[Point-per-instance localization data]

□ □ □ □ □

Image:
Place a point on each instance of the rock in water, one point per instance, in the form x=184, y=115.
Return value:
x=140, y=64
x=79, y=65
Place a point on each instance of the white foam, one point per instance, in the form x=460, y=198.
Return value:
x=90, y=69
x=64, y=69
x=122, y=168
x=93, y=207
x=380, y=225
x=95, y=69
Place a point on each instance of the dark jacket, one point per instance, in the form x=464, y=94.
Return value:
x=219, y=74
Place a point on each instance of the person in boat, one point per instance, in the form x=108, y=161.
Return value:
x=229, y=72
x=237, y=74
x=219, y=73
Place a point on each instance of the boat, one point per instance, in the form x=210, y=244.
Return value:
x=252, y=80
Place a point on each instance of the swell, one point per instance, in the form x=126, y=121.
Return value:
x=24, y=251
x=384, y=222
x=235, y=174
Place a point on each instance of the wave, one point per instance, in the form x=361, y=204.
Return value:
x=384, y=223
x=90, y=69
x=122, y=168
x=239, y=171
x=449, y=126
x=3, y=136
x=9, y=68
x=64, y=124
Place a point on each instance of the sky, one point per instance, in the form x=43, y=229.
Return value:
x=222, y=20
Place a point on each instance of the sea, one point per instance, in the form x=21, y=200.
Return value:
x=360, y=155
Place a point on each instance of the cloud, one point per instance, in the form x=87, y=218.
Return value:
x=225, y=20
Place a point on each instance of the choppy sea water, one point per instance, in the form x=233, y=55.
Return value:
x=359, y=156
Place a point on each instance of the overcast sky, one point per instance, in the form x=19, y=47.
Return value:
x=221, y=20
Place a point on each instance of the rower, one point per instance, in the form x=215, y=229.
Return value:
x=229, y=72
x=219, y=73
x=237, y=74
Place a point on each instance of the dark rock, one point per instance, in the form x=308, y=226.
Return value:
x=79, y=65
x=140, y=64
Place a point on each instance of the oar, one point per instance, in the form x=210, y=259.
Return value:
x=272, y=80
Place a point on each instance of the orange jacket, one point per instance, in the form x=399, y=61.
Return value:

□ □ □ □ □

Required work -
Starting with the line that contains "Place a point on each instance of the sea, one", return every line through the last one of the records, exactly as written.

Written reply -
Place a point on each instance of the sea, one point per instance, in the form x=21, y=200.
Return value:
x=360, y=155
Place a point on each instance of the cloud, one point per instance, in the form x=87, y=218.
Return value:
x=225, y=20
Place a point on each instance of the choppy sea water, one point per instance, in the form x=233, y=55.
Return value:
x=359, y=156
Place a point on each instance of the overcast sky, one point per instance, in the form x=19, y=47.
Return value:
x=221, y=20
Place a point on each instance of the rower, one point per instance, in the form x=215, y=229.
Return value:
x=229, y=72
x=219, y=73
x=237, y=74
Place a point on each instance of the dark rock, one point per instance, in the form x=308, y=226.
Return value:
x=79, y=65
x=140, y=64
Place a point on each instance of the oar, one point per instance, in the form x=210, y=259.
Return value:
x=272, y=80
Place a point on each instance of the orange jacket, one point per instance, in the form x=399, y=61.
Return value:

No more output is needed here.